Exercise directions → Please rewrite the listing from the line with "Produce the exact" to the line with "box: [0, 212, 56, 361]", changing "rough mask" to "coarse mask" and leaving everything else in those lines as it is.

Stored records:
-- Opening Marker --

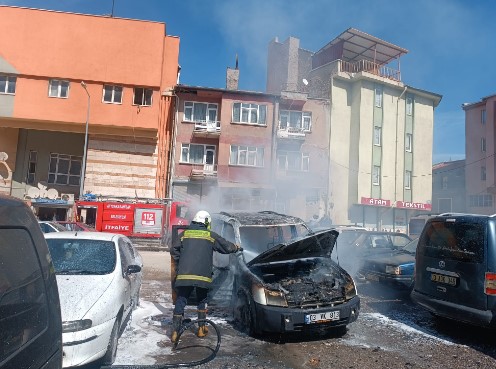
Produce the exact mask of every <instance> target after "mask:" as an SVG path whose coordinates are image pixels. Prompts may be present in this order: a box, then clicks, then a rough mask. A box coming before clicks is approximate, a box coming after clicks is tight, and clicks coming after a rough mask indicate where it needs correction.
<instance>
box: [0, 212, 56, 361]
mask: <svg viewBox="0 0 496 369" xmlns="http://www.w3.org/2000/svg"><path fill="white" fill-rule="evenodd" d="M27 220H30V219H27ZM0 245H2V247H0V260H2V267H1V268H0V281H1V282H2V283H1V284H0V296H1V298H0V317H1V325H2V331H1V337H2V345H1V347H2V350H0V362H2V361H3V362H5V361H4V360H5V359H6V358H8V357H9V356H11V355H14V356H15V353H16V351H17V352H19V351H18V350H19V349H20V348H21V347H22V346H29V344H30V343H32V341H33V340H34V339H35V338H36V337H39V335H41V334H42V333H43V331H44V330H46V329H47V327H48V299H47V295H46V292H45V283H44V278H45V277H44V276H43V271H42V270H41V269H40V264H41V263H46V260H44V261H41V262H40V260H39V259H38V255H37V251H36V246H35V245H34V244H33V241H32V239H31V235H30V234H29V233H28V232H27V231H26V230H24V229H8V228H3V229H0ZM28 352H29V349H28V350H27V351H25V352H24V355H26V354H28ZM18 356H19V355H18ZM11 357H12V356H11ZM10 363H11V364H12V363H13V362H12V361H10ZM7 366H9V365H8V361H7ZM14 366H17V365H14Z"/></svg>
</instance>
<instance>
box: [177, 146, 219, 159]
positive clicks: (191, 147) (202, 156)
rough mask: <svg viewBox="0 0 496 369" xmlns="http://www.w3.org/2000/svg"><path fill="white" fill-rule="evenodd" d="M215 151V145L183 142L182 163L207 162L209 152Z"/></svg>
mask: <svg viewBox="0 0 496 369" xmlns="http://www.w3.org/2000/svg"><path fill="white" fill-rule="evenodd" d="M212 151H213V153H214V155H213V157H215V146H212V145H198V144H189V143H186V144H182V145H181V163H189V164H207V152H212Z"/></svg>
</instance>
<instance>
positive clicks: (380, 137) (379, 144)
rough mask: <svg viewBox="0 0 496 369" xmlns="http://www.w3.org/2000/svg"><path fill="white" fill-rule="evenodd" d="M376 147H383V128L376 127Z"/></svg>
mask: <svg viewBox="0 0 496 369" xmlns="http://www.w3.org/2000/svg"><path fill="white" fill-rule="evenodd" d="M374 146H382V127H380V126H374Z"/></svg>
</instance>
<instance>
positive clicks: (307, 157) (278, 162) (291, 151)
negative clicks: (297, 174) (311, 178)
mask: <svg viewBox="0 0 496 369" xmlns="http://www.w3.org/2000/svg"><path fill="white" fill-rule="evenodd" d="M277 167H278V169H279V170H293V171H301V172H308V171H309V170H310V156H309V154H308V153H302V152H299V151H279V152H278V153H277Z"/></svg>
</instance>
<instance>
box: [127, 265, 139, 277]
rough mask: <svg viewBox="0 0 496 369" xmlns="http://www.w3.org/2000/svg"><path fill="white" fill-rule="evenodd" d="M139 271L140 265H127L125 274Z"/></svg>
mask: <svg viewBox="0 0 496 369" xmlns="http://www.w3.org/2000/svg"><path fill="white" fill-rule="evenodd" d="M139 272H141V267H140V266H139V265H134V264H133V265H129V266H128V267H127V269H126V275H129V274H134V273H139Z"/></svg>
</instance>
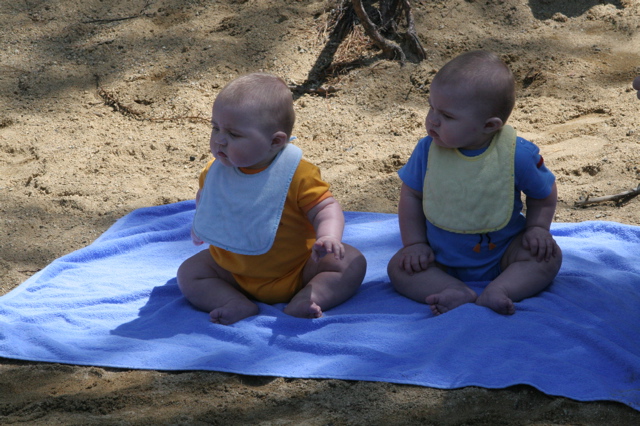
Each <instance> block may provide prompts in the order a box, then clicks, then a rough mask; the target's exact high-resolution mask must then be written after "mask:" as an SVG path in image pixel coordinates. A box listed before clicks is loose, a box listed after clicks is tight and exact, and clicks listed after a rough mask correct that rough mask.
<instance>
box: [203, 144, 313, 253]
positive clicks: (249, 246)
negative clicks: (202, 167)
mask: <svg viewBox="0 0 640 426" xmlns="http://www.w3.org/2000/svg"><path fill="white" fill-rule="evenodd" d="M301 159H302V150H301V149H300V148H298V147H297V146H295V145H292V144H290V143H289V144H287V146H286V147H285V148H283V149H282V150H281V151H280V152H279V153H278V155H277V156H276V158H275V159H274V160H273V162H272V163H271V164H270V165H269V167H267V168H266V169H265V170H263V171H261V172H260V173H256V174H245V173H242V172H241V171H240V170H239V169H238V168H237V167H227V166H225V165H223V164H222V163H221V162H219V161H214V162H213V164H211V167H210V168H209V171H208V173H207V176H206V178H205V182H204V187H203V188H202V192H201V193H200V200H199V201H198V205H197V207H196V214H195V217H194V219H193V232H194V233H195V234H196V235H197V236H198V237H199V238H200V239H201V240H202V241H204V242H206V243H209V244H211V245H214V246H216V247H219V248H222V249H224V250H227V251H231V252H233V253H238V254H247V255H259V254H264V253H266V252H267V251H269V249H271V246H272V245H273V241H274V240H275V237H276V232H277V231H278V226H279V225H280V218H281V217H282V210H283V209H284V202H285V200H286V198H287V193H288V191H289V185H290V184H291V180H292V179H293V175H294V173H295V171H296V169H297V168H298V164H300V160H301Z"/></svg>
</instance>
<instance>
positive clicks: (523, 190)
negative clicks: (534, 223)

-- Closing Marker --
-- Opening Marker --

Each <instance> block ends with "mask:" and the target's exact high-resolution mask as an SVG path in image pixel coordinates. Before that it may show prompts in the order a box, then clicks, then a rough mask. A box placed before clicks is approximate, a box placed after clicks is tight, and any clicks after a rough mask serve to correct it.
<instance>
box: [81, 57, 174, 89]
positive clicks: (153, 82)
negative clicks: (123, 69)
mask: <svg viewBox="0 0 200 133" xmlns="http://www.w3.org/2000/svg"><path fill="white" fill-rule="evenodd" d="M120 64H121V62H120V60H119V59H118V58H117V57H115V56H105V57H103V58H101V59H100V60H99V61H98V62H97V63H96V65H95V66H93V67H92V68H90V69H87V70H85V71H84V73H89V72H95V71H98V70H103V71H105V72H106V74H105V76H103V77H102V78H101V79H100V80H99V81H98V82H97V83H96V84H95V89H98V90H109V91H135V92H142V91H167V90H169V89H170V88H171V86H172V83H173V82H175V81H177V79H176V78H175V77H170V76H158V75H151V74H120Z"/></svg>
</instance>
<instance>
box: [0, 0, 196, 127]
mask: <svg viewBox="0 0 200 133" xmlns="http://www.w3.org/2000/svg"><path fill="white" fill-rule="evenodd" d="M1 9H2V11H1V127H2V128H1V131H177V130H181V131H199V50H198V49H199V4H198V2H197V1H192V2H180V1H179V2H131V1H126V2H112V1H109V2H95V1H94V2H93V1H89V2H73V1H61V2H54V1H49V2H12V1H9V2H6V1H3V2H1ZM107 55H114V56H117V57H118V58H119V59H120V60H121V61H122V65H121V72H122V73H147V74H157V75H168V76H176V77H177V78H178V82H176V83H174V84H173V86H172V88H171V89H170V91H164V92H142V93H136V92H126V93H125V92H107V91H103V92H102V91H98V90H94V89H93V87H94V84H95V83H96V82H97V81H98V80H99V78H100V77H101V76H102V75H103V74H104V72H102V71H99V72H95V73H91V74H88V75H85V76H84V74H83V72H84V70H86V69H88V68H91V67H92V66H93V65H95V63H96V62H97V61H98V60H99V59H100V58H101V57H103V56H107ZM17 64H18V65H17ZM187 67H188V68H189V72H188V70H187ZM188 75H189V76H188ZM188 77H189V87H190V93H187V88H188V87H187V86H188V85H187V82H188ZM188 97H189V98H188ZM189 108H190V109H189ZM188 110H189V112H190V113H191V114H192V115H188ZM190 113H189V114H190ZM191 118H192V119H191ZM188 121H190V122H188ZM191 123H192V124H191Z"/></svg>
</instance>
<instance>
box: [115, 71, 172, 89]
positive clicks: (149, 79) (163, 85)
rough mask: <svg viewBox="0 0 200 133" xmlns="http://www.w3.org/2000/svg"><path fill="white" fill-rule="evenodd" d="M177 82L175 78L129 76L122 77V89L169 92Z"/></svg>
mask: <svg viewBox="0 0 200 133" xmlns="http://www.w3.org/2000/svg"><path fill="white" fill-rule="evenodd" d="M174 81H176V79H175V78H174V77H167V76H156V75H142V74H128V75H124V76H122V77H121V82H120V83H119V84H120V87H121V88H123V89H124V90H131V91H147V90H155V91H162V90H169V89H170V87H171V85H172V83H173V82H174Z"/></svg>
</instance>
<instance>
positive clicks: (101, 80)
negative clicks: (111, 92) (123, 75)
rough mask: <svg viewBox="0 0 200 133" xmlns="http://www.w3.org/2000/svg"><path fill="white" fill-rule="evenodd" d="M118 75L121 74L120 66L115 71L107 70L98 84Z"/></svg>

-- Closing Marker --
-- Opening Marker --

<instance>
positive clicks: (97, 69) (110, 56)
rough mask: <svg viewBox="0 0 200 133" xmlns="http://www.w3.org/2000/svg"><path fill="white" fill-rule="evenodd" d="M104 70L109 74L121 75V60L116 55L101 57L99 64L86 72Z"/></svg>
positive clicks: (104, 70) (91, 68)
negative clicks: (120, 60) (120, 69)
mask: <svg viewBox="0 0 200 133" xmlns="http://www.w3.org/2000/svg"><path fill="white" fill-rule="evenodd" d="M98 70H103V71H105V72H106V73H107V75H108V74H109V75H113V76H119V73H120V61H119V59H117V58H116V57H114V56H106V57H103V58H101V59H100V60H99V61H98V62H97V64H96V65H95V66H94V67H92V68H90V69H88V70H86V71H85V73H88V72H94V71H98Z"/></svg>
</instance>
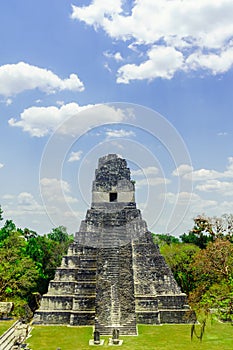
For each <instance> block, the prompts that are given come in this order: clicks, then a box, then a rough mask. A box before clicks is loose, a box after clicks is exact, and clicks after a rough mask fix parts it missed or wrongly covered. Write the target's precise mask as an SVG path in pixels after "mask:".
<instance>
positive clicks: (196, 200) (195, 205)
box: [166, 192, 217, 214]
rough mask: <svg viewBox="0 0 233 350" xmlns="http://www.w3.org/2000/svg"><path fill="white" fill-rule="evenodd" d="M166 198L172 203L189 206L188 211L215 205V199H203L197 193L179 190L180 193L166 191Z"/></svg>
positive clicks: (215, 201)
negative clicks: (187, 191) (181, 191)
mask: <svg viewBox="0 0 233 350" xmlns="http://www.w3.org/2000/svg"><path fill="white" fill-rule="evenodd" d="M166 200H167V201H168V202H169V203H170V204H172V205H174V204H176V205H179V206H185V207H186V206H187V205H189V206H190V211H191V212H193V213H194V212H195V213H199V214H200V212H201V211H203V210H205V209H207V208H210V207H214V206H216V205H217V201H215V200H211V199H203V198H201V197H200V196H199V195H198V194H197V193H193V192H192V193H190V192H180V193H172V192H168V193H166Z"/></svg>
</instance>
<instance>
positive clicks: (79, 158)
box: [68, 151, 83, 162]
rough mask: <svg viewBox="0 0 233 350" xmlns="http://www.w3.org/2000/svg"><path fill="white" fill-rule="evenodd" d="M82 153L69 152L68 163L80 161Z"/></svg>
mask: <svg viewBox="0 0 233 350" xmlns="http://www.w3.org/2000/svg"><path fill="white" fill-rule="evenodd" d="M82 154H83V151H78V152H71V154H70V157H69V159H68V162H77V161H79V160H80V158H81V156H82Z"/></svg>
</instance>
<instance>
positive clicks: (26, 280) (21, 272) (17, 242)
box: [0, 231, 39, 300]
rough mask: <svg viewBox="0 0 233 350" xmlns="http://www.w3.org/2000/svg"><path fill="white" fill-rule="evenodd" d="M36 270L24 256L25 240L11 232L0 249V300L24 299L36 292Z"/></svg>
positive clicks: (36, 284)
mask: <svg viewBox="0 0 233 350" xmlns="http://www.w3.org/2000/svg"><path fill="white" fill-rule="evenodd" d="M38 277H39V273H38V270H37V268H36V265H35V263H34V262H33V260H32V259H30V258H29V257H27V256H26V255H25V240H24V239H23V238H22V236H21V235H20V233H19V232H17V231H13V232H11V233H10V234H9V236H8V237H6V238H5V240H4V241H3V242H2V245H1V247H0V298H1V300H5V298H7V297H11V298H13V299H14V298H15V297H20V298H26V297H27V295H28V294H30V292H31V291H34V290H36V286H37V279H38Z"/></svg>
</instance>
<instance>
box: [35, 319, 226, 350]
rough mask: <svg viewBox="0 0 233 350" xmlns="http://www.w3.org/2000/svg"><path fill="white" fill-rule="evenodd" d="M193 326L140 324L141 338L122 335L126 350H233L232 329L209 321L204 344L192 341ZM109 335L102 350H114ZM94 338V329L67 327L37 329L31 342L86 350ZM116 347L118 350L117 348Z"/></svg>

-- Closing Marker --

Task response →
Produce the exact mask of every <instance> target after "mask:" as an SVG path whose coordinates are image pixels. Prompts may be present in this order: a box, then clicks, then a coarse mask. A box coming before clicks is approximate, a box coming after clicks is tight, and clicks coming after a coarse mask indicate where it needs correction.
<instance>
box: [0, 212, 56, 361]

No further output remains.